- **TEXT BLOCK**
____

The problem involves two long coaxial cylindrical metal tubes placed vertically in a tank of dielectric oil. The inner tube is maintained at a potential V while the outer tube is grounded. The question seeks to determine the height to which the oil rises between the tubes.
The discussion is ongoing, with participants actively exploring different aspects of the problem. Some have provided guidance on how to approach the derivation of capacitance and the necessary forces, while others are still clarifying their understanding of the relationships between the variables involved.
Participants note that the problem involves multiple interpretations of the setup, particularly regarding the lengths of the capacitor sections in and out of the oil. There is also mention of needing to express certain lengths in terms of the height of the oil, indicating a need for careful consideration of the geometry involved.

____

- **DATA SHOWN**
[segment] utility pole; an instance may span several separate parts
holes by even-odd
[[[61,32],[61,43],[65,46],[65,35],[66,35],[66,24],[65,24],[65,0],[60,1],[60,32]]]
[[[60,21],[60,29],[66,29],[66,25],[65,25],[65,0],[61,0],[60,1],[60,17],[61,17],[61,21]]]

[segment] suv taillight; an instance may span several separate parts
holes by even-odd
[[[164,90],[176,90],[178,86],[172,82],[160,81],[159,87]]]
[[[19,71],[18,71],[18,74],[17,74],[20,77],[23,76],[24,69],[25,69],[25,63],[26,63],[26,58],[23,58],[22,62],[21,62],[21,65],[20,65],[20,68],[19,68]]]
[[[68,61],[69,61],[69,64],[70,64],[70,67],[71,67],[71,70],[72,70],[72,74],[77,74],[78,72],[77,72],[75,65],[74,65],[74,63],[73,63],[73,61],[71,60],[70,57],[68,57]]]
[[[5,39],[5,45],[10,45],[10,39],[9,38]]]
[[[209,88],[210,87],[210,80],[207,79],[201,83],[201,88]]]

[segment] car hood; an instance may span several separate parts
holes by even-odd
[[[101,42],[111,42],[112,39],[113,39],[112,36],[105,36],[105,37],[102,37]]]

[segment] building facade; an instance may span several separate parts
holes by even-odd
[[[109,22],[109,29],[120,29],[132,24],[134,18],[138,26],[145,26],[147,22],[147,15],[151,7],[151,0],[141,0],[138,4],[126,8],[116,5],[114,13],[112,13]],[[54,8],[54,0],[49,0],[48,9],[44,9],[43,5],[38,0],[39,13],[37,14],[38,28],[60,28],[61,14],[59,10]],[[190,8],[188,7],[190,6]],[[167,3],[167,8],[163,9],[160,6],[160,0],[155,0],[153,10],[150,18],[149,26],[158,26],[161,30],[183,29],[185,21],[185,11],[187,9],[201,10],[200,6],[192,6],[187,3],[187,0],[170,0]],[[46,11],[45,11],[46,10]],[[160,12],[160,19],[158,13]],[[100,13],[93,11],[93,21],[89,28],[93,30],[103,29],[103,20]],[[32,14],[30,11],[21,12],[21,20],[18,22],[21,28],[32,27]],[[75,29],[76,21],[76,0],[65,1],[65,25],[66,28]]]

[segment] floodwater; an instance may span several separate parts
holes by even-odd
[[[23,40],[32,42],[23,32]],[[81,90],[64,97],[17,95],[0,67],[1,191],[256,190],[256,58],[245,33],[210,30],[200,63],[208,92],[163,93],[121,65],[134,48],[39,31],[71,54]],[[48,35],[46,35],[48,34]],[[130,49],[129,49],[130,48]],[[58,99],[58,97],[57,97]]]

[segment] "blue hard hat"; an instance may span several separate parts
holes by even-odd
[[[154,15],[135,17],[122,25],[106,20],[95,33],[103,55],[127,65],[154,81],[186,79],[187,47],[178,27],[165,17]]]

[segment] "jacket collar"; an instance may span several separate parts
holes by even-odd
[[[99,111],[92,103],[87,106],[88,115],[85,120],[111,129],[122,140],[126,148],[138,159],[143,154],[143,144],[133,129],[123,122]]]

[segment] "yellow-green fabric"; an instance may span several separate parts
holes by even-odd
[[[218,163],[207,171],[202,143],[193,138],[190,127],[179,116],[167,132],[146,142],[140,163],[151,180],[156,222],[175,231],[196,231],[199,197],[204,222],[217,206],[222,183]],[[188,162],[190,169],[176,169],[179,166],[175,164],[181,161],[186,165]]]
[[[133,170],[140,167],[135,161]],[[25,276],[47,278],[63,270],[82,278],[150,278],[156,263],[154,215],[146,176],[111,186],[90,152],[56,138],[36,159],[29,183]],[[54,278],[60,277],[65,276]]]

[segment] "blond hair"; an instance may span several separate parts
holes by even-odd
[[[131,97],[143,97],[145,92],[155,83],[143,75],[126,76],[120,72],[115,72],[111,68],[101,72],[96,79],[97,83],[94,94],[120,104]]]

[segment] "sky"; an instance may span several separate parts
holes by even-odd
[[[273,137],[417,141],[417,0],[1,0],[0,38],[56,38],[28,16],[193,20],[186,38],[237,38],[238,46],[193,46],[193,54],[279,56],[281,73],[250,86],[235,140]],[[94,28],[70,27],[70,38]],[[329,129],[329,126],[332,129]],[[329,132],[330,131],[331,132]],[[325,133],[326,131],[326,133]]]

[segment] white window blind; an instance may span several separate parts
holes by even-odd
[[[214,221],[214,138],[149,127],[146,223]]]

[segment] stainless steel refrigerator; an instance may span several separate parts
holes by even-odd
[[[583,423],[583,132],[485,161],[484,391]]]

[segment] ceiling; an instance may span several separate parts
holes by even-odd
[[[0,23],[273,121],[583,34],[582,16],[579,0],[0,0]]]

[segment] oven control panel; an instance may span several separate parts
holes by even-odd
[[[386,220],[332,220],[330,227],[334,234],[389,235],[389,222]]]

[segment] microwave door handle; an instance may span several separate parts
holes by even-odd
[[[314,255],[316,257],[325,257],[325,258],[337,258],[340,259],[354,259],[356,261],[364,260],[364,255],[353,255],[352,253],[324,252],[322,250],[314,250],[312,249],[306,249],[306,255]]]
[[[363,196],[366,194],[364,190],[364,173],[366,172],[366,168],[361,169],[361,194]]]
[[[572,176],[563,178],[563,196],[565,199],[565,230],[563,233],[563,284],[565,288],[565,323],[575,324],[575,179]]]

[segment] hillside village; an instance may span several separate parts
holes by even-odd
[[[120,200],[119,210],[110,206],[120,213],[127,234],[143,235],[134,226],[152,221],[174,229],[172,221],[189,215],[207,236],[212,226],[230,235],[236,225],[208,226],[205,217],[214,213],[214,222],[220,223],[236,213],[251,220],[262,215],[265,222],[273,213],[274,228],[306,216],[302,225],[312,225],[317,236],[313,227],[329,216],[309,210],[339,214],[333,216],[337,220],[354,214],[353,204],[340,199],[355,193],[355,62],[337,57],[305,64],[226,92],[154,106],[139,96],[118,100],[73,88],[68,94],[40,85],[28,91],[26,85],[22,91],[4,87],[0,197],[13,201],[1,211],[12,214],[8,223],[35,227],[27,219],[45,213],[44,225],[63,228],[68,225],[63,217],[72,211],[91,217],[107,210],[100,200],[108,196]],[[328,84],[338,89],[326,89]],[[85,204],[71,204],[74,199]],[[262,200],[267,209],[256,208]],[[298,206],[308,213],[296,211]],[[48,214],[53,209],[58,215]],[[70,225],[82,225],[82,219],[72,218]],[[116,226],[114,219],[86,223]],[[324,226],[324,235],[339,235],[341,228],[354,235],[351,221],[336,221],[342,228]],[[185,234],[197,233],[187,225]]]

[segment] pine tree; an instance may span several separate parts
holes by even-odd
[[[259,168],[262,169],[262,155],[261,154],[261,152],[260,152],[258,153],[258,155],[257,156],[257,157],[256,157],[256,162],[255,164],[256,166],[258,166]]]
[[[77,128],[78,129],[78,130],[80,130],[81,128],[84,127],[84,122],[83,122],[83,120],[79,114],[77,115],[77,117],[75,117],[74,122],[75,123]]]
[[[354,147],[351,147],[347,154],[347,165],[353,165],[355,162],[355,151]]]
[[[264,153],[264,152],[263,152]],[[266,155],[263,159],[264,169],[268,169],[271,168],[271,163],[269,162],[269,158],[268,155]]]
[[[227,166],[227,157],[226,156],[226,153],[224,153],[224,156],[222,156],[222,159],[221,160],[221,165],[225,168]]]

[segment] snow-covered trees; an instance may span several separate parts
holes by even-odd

____

Pick up the summary of the thread about oil rising between charged coaxial tubes, and continue it after its final sentence.

TFM said:I though it seemed to small...
So:
(\frac{2*\pi*\epsilon_0}{ln(\frac{b}{a})})*(1+\chi_e)
(\frac{2*\pi*\epsilon_0}{ln(\frac{b}{a})})*(1+\chi_e)
Goes to:
\frac{2*\pi*\epsilon_0}{ln(\frac{b}{a})} + \chi_e(\frac{2*\pi*\epsilon_0}{ln(\frac{b}{a})})
so
F = \frac{1}{2}V^2(\chi_e(\frac{2*\pi*\epsilon_0}{ln(\frac{b}{a})}) )
?
TFM
TFM said:F also = mg, so
\rho * \left(\pi*b^2*h - \pi*a^2*h\right) = \frac{1}{2}V^2(\chi_e(\frac{2*\pi*\epsilon_0}{ln(\frac{b}{a})}) )
take the h out the brackets:
\rho *h \left(\pi*b^2 - \pi*a^2\right) = \frac{1}{2}V^2(\chi_e(\frac{2*\pi*\epsilon_0}{ln(\frac{b}{a})}) )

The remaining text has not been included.